> **Prompt**
Output, please, every line from the line that holds "Guideline: put one point on each instance of the white" to the end, exactly as written.

> **Labeled-object pointing entries**
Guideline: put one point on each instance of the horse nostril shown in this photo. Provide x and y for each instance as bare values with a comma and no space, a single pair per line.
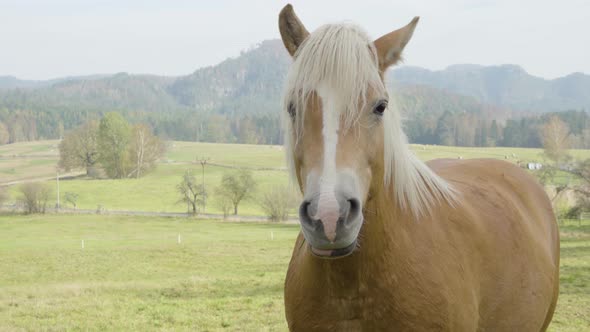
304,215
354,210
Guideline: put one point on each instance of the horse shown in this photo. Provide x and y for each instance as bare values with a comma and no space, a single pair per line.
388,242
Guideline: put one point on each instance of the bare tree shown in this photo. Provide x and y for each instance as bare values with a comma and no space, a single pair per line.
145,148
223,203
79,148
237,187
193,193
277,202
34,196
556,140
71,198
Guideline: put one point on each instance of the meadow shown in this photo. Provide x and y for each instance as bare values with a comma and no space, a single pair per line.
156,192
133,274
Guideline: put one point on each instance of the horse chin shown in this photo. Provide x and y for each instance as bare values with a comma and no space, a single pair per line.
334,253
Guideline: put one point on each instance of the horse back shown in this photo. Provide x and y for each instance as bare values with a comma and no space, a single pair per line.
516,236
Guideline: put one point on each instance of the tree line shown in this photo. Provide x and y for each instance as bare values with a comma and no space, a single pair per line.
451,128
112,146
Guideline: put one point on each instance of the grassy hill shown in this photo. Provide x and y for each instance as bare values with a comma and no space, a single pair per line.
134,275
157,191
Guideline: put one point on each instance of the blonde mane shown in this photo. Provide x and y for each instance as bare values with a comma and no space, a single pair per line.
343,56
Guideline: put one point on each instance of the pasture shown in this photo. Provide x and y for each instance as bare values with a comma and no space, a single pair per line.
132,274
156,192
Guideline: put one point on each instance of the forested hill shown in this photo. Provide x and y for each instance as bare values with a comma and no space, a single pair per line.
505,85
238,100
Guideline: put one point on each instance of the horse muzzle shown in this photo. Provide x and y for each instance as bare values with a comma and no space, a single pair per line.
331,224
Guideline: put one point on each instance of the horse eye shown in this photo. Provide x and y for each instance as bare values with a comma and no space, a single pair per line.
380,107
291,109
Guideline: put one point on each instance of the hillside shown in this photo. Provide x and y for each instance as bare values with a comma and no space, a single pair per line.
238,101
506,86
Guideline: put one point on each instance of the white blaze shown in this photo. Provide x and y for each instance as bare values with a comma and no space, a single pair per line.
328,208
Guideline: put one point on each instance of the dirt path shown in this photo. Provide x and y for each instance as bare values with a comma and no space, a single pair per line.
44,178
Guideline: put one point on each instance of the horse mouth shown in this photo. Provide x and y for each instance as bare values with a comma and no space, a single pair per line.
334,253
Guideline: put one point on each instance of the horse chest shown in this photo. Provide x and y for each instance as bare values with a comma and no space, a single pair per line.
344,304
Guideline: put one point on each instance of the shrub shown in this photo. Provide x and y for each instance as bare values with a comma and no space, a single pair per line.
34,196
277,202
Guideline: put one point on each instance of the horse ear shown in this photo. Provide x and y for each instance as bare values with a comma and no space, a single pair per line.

> **Complete response**
Guideline: put one point on each instance of the white blaze shown in this photo. Provide x and y for each instance as bare values with a comma and no space, a single pair per line.
328,208
Guideline: put one point on each instance of the dirt path shown in this photo. Provide x and y for each instance as bare values with a comma and no space, a single pair per line.
44,178
Guideline: put one point on each instance of the horse mouth shown in this photo. Provide x and y for each instance as bare values with a comma and no space, a single pair per line.
334,253
Guideline: put one point on each instance of the horse chest shown in this photo. Provide x and y for each instance as bare values with a comma and no space, a single pair per line.
344,304
Guideline: put one point on each instance of the shrub shown in this photo. Provide x and y for each instance as bare values with a comma and no space, a single pair per line.
34,196
277,202
Guideline: put one point on each instance of the horse ear shown in this photo. Provide x and y for each instance as bare values with a comma and no space, a single pair per line.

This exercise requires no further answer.